What is needed: Reproduce the listing below, renaming every "Target" to "Object" and leaving everything else unchanged.

***

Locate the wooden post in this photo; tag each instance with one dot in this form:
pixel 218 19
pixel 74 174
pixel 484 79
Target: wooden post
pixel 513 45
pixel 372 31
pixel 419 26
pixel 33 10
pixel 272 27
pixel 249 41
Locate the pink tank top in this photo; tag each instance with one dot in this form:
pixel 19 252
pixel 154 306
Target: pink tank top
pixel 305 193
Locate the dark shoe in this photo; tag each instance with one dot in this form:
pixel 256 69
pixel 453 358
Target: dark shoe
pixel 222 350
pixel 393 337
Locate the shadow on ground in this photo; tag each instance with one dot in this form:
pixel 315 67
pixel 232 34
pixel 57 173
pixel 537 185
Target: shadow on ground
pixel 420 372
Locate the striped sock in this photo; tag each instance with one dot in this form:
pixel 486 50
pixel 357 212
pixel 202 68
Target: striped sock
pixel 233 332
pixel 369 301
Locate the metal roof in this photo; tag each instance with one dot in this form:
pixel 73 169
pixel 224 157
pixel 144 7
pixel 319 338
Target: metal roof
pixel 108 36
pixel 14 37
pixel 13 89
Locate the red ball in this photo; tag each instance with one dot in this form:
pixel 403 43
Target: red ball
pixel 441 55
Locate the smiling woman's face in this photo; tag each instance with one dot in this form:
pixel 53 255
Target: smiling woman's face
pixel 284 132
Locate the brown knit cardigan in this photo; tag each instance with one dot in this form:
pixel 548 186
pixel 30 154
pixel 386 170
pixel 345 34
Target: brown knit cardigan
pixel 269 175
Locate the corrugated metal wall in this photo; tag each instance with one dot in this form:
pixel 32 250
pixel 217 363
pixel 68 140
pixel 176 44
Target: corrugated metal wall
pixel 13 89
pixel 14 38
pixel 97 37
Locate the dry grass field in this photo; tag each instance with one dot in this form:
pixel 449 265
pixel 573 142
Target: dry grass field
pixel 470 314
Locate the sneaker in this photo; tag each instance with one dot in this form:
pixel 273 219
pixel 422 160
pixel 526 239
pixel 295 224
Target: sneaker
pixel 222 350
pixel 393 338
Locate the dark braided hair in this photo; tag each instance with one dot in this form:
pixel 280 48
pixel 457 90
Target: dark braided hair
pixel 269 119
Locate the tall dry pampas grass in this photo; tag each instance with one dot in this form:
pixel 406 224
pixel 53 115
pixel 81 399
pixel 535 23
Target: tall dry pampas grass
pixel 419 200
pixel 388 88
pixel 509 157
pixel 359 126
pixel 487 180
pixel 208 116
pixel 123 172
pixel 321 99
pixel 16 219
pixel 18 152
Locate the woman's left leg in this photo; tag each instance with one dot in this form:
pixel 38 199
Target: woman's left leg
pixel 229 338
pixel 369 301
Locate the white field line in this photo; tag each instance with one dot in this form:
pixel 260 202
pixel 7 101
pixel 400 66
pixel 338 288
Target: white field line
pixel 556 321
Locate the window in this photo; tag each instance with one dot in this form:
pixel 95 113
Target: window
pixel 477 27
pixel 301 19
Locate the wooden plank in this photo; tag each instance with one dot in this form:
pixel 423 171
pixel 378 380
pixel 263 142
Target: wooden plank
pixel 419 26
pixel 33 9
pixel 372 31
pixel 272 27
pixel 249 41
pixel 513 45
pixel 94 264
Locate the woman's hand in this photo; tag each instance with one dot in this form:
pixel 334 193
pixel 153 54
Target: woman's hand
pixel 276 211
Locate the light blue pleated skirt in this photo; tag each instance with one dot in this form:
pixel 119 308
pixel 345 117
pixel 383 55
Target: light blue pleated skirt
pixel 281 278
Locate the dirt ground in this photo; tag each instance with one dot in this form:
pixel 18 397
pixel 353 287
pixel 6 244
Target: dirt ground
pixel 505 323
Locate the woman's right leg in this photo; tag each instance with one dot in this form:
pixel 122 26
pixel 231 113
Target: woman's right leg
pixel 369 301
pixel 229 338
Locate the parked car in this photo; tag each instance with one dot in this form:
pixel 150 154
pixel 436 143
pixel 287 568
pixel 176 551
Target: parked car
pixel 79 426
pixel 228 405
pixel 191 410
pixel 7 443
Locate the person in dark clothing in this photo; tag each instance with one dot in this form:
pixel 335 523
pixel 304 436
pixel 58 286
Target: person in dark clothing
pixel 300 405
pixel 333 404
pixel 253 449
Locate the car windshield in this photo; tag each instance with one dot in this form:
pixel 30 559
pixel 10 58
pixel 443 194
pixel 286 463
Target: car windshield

***

Answer in full:
Locate the wooden post in this photo; tag each instance with one dot in this form:
pixel 218 19
pixel 74 174
pixel 484 79
Object: wooden post
pixel 513 45
pixel 372 31
pixel 419 26
pixel 33 10
pixel 272 27
pixel 249 41
Locate the pink tank top in this photo; tag each instance with one dot in this form:
pixel 19 252
pixel 154 306
Object: pink tank top
pixel 305 193
Locate the dark shoe in this photo; tag each instance with one dot in this form:
pixel 256 69
pixel 453 358
Object: dark shoe
pixel 222 350
pixel 393 337
Locate the shadow on ground in this photo; tag each instance with one dot in this form:
pixel 315 67
pixel 232 34
pixel 57 173
pixel 537 185
Object: shadow on ground
pixel 420 372
Locate the striped sock in this photo; tag each instance with one dot in this form:
pixel 486 50
pixel 357 212
pixel 202 68
Object: striped sock
pixel 233 332
pixel 369 301
Locate the metal roof in this photo; tag each instance with one dot in this form:
pixel 73 169
pixel 224 157
pixel 144 7
pixel 319 338
Object: metal roof
pixel 108 36
pixel 14 37
pixel 13 89
Locate the red ball in this photo; tag each instance with one dot in this form:
pixel 403 43
Object: red ball
pixel 441 55
Locate the smiling woman's face in this photo; tag each instance with one dot in this form:
pixel 53 255
Object: smiling woman's face
pixel 284 132
Locate the brown knit cardigan in this photo; tag each instance with one dot in this form:
pixel 548 186
pixel 30 154
pixel 386 170
pixel 345 34
Object: brown knit cardigan
pixel 269 175
Locate the corrugated metal wall in this photo; tag each instance with one dot in this form:
pixel 32 250
pixel 217 363
pixel 68 140
pixel 176 44
Object: corrugated metal wall
pixel 13 89
pixel 14 38
pixel 97 37
Locate the dry grass field in this photo; tag each instance with one dot in this form:
pixel 449 265
pixel 573 142
Object: dry grass field
pixel 470 314
Locate the sneaker in this photo; tag each instance with one dot in this form:
pixel 273 219
pixel 422 160
pixel 526 239
pixel 295 224
Object: sneaker
pixel 222 350
pixel 393 338
Locate the dark braided hair in this photo; tag each instance with one dot in this form:
pixel 280 48
pixel 457 90
Object: dark braided hair
pixel 269 119
Locate the tall dry pampas grass in this photo; tag each instance with one dot in this form:
pixel 406 224
pixel 53 115
pixel 81 399
pixel 535 23
Object: tall dry pampas grass
pixel 419 200
pixel 388 88
pixel 509 157
pixel 359 126
pixel 487 180
pixel 208 116
pixel 123 172
pixel 321 99
pixel 16 219
pixel 18 152
Locate the woman's left leg in this photo; tag each instance with one dot in this form:
pixel 38 199
Object: woman's left leg
pixel 229 338
pixel 369 301
Locate the white field line in this photo; tag each instance with one dot in this form:
pixel 260 202
pixel 7 101
pixel 400 66
pixel 338 288
Object: white field line
pixel 556 321
Locate the window in this photo; tag each instance with one dot in this form:
pixel 95 113
Object: window
pixel 477 27
pixel 301 19
Locate the wooden plank in this photo; tag each instance with one dot in this form:
pixel 423 171
pixel 378 380
pixel 263 142
Object: wooden plank
pixel 419 26
pixel 33 9
pixel 372 31
pixel 272 27
pixel 249 41
pixel 513 45
pixel 94 264
Locate the woman's hand in this photo; tag each instance with one dot in this form:
pixel 334 193
pixel 153 54
Object: woman's hand
pixel 276 211
Locate the light blue pleated skirt in this photo; tag each instance with one dot in this form:
pixel 119 308
pixel 345 117
pixel 383 55
Object: light blue pleated skirt
pixel 281 278
Locate the dirt ground in this photo; tag each instance with one dot in this form:
pixel 18 397
pixel 353 287
pixel 6 244
Object: dirt ground
pixel 505 323
Locate the woman's right leg in this photo; tag each instance with one dot in this form:
pixel 122 26
pixel 231 113
Object: woman's right leg
pixel 369 301
pixel 229 338
Locate the parked car in this photo; tag each instance with one dot in this form:
pixel 150 154
pixel 436 143
pixel 287 568
pixel 176 551
Object: parked car
pixel 79 426
pixel 228 405
pixel 191 410
pixel 7 443
Locate the person in dark clothing in this photo; tag each instance with one dot in this form:
pixel 335 523
pixel 304 436
pixel 58 286
Object: person in dark clothing
pixel 300 405
pixel 333 404
pixel 253 449
Locate the car windshield in this photo; tag each instance with one dot in this form:
pixel 30 559
pixel 10 58
pixel 443 194
pixel 286 463
Object: car windshield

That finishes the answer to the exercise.